(SUPPLIED RECORDS begins)
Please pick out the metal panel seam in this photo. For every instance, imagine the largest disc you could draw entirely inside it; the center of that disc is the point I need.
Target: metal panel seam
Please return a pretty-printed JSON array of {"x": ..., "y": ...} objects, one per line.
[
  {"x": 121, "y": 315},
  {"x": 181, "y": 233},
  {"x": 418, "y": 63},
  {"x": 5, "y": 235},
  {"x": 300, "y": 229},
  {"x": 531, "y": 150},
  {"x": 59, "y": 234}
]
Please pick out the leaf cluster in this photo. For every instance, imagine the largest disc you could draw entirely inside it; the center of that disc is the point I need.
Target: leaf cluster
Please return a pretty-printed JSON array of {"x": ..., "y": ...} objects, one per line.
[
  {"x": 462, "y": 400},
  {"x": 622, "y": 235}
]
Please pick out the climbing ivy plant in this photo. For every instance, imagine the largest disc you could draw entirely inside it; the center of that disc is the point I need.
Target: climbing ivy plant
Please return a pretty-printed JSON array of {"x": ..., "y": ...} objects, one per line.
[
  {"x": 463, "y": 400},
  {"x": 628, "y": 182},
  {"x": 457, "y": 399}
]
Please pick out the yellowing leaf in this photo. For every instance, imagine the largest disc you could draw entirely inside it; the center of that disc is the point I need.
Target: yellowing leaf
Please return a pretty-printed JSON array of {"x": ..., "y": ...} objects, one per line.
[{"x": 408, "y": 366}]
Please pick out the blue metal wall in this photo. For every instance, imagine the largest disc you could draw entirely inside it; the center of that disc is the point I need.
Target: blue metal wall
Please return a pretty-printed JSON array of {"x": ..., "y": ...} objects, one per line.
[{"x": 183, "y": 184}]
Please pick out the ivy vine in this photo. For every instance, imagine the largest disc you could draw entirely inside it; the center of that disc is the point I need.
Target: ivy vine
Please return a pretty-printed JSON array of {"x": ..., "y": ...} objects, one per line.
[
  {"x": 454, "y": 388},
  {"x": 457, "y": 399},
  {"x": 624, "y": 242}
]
(SUPPLIED RECORDS ends)
### WORK REQUEST
Reproduce the entries exactly. Every word has to stay the same.

### ANSWER SECTION
Please pick out the metal panel seam in this photo. For every instance, imagine the largest disc you could draw entirely inside it; the center of that disc is the point I need.
Target: metal panel seam
Please return a pretty-printed JSON array of {"x": ..., "y": ...} objects, one per line.
[
  {"x": 121, "y": 315},
  {"x": 181, "y": 233},
  {"x": 418, "y": 63},
  {"x": 5, "y": 235},
  {"x": 300, "y": 229},
  {"x": 531, "y": 150},
  {"x": 59, "y": 234}
]
Please pick out the leaf cluster in this photo. For every instance, imagine the largest disc you could draw entirely inside it; the center of that disc is the point I need.
Target: leaf cluster
Please return a pretty-printed JSON array of {"x": ..., "y": ...} objects, one per line.
[
  {"x": 462, "y": 400},
  {"x": 622, "y": 235}
]
Please pick out the climbing ivy plant in this photo. For every instance, imagine the largest disc you could draw entirely inside it; the center of that disc is the point I need.
Target: climbing ivy plant
Please return a pretty-printed JSON array of {"x": ..., "y": ...} objects, one per line.
[
  {"x": 463, "y": 400},
  {"x": 628, "y": 182},
  {"x": 457, "y": 399}
]
Please pick out the yellowing leaf in this photo. For every instance, imagine the largest disc you could draw entirely inside it; the center of that disc is the point I need.
Target: yellowing leaf
Please return a pretty-printed JSON array of {"x": ..., "y": ...} objects, one per line.
[{"x": 408, "y": 366}]
Please pick out the blue metal wall in this photo. For every instance, imagine the largest disc you could draw entirely inside it; the center of that disc is the point I need.
Target: blue metal wall
Please return a pretty-printed JSON array of {"x": ..., "y": ...} objects, one per line.
[{"x": 183, "y": 184}]
Please pick out the ivy vine in this photo. For every instance, imagine the largest disc you could draw entirely inside it; the center of that disc is the point I need.
Target: ivy vine
Please return a pretty-printed JSON array of {"x": ..., "y": ...} objects, one per line.
[
  {"x": 454, "y": 388},
  {"x": 457, "y": 399},
  {"x": 624, "y": 242}
]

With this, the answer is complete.